**PROBLEM DESCRIPTION:** Every record here needs to be written out again exactly.

**Position identification records:**
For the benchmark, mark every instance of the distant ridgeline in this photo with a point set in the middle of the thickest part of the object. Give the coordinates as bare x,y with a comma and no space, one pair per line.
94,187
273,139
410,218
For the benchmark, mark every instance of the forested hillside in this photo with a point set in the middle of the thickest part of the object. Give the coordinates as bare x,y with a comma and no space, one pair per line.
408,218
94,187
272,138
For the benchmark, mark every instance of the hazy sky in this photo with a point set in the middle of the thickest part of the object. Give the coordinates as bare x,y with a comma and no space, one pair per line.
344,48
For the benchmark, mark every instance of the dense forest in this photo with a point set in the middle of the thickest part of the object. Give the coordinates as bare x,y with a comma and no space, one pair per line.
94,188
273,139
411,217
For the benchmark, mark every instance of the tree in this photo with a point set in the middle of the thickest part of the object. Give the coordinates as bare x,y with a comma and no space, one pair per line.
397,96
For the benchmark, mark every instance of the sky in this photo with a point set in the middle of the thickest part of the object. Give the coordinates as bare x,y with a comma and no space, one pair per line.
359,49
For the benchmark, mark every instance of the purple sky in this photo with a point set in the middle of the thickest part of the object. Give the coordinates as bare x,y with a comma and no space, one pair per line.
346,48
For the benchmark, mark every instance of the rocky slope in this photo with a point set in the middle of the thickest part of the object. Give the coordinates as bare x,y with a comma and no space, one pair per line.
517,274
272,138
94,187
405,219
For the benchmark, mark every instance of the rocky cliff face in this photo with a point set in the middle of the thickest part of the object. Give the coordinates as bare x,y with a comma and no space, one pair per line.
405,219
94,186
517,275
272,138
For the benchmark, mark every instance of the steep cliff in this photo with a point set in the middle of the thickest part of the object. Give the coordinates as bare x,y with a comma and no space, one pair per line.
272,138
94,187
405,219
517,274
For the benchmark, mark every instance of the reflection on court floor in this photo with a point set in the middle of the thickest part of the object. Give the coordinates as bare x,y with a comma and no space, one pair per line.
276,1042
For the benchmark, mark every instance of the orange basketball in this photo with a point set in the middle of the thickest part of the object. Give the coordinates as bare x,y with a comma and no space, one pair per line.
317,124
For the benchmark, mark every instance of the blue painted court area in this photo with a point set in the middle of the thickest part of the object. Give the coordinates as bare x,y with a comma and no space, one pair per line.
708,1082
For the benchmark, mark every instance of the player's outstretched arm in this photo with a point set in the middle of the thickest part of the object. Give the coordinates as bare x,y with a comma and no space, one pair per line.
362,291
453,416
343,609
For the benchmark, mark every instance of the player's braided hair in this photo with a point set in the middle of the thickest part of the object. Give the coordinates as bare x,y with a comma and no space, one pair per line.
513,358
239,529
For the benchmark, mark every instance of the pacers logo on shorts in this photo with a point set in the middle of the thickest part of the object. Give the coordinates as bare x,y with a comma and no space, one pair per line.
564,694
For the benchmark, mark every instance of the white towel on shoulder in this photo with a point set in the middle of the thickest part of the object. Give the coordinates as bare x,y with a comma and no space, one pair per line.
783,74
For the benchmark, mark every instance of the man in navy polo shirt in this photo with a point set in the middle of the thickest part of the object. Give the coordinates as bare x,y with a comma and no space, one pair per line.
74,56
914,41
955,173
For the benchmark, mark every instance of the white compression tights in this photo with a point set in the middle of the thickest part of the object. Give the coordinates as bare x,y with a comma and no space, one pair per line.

**RIGHT ANSWER:**
For the benchmark, mark every instance of the distant ridgeline in this photo with a point set in the middle of the thickest part of the object. Give the coordinates as bare x,y with a comma and no space, one pair per line.
94,187
273,139
410,218
For the benchmark, mark every instance of the forested hillside in this photo with a point set in the middle of the thickest part of the object. Give the coordinates as bare x,y with a comma and no space, one pair per line.
408,218
94,187
272,138
For the benchmark, mark every instance of the hazy sky in this photo with a point set in the middle of the thickest part of the object. Give the coordinates as bare x,y with a comma and no space, one pair per line.
344,48
For the benchmark, mark every instance of the dense forest in this photo with a point set in the middle of the thickest part of the object. Give the coordinates as bare x,y with a comma and no space, one pair per line.
94,188
273,139
411,217
For the benchmark, mark every instance of the tree in this photo with a point set in the middle of the thickest part of the object. Give the coordinates as bare x,y with a comma and no space, one pair per line.
397,96
For the benchmark, mark every instance of the sky in this photo with a point set in the middle of the thickest part of the object. Give the coordinates as bare x,y with a comma and no space, one pair per line.
359,49
For the benchmark, mark every instance of the purple sky in this photo with a point set in the middle of the thickest part of the object. Give the coordinates as bare x,y with a comma and no space, one pair per line.
346,48
For the benchmark, mark every instance of the rocky slope in this photo with a point set in the middle of the thickest part of the object. Give the coordinates as bare x,y with a comma and no space, one pair per line.
517,274
272,138
94,187
405,219
For the benchmark, mark every instance of the rocky cliff face in this photo with a point set in the middle of the thickest part of the object. Give the coordinates as bare x,y with a comma and no space, one pair per line.
405,219
94,186
517,275
272,138
For the benchmark, mark every instance of the steep cliff in this photo with a point set in the middle of the thickest part of the object. Give the coordinates as bare x,y with a comma and no space, one pair per line.
272,138
94,187
405,219
517,274
For the benchmark, mark every instance of the reflection on court floor in this photo with a point set in the middle of the thickest part of the object. Give the coordinates as bare x,y with a comma and no space, one pair per line.
276,1042
For the benchmark, mark every instance of the orange basketball in this photo with a point set in the middle of the thickest part of the object. Give the coordinates as bare x,y with a comma and no space, one pair per line.
317,124
For the benchmark, mark every instance of the blue painted court area in this photo with a point set in the middle of the thickest part of the object. Give the coordinates as bare x,y with a comma and no space, one pair per line.
708,1082
For the benchmark, mark every instance of the player's outstretched arm in this photo with a point set in the middle of the thickest part of the object. Give the coordinates as bare x,y with a comma and no space, one pair per line.
362,291
453,416
343,609
For the benchmark, mark every instance of the player's braided hair in this photo with a point set in the middle of the thickest part of the object. Give the coordinates as bare x,y with a comma and no space, one pair per line.
513,358
239,529
For the benchmark, mark every instance of the pacers logo on shorts in this photo with a point set in the middle of the thickest part of the object. Give the coordinates as bare x,y with a comma and no space, one pair per line.
564,694
For the benchmark, mark every instance of the white towel on shoulder in this photo with a point set in the middle of the thickest part of the object. Give the coordinates as bare x,y with a comma and no space, one pair per line.
783,74
For the benchmark, mark every instance of the man in navy polo shirt in this photo with a point set in the middle of the thickest part of the object. Give the coordinates as bare x,y with a comma and no space, one pair per line.
74,56
914,41
955,173
For the benchmark, mark every instance of the white compression tights in this photo with a point set in the middle of the thickest part of the object. Give the coordinates as bare x,y with a comma and no space, one pair per line.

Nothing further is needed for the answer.